DATA SHOWN:
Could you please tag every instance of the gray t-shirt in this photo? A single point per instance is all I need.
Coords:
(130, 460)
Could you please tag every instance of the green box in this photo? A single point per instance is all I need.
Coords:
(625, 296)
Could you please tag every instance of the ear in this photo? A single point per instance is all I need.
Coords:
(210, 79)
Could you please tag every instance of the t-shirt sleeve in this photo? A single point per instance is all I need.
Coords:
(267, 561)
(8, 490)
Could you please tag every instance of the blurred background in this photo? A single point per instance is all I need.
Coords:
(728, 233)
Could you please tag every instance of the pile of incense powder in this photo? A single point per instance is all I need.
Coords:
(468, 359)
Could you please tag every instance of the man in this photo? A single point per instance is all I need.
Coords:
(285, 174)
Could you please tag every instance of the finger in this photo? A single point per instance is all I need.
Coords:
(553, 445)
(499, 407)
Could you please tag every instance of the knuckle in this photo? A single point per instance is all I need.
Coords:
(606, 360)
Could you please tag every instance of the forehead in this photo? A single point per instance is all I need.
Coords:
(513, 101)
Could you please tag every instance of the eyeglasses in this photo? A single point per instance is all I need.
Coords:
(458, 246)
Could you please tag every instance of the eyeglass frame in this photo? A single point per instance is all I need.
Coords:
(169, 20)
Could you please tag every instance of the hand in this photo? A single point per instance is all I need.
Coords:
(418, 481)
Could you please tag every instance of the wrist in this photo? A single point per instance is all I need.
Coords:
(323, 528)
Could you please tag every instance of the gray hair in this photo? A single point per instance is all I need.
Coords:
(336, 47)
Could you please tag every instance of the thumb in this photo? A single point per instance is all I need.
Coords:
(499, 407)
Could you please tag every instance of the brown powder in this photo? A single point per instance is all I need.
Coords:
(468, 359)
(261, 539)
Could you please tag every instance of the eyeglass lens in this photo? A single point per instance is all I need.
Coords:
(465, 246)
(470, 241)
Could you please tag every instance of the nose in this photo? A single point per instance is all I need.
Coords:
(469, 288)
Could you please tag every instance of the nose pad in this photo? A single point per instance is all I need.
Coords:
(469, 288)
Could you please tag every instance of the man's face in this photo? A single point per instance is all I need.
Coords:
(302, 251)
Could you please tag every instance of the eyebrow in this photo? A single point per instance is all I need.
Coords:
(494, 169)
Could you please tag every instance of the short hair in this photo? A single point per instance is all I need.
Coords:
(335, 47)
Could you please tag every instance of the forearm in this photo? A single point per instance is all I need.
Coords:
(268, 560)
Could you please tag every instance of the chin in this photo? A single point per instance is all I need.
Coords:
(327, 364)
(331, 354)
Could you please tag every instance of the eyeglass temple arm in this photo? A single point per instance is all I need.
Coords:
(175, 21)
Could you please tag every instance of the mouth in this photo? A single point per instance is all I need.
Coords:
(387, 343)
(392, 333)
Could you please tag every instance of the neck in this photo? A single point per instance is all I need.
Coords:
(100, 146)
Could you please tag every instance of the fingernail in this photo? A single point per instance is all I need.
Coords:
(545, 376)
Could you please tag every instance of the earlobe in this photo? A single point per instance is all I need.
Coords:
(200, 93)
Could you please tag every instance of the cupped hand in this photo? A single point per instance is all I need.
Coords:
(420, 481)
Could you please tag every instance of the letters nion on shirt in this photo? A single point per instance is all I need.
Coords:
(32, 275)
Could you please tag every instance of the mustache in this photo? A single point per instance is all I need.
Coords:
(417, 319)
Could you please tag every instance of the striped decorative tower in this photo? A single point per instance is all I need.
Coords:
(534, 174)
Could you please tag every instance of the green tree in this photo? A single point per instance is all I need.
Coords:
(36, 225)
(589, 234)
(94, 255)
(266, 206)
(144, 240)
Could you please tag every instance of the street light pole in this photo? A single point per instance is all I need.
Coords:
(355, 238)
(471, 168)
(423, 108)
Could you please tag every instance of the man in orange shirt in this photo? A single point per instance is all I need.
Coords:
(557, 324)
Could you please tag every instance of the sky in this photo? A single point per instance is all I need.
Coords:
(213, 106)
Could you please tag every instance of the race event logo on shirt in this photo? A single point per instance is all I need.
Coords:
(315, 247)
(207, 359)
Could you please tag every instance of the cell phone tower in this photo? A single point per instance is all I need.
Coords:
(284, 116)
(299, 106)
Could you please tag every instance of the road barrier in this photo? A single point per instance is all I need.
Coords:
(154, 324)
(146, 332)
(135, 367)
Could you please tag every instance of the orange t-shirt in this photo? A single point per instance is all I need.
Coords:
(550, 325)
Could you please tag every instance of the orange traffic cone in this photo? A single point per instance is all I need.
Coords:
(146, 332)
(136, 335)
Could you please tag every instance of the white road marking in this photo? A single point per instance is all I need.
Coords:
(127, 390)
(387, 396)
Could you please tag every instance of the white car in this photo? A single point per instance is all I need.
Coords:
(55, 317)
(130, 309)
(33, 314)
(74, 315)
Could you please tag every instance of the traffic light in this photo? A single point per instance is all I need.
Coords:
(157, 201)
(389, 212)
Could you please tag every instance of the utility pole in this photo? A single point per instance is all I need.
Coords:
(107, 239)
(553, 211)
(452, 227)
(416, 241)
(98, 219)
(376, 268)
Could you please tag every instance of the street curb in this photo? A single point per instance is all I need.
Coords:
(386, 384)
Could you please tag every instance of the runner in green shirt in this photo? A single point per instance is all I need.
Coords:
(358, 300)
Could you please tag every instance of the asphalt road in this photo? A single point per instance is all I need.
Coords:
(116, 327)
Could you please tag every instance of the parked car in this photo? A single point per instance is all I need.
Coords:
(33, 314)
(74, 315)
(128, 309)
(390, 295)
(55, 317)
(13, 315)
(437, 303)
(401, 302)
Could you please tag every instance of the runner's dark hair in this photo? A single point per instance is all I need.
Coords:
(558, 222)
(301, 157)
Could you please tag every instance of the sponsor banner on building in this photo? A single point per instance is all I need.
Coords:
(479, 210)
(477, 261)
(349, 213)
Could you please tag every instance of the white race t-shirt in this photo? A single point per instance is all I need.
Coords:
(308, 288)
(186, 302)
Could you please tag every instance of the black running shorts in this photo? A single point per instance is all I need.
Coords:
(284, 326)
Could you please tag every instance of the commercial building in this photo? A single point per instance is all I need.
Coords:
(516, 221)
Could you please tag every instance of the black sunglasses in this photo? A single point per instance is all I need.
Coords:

REQUIRED WORK: For each line of the data that has the word "traffic", report that line.

WRITTEN SOLUTION:
Could you please tag every instance of the orange traffic cone in this photo? A single point per instance is all I need.
Could you please tag every instance of the traffic light in this photo? A single point per instance is all I need.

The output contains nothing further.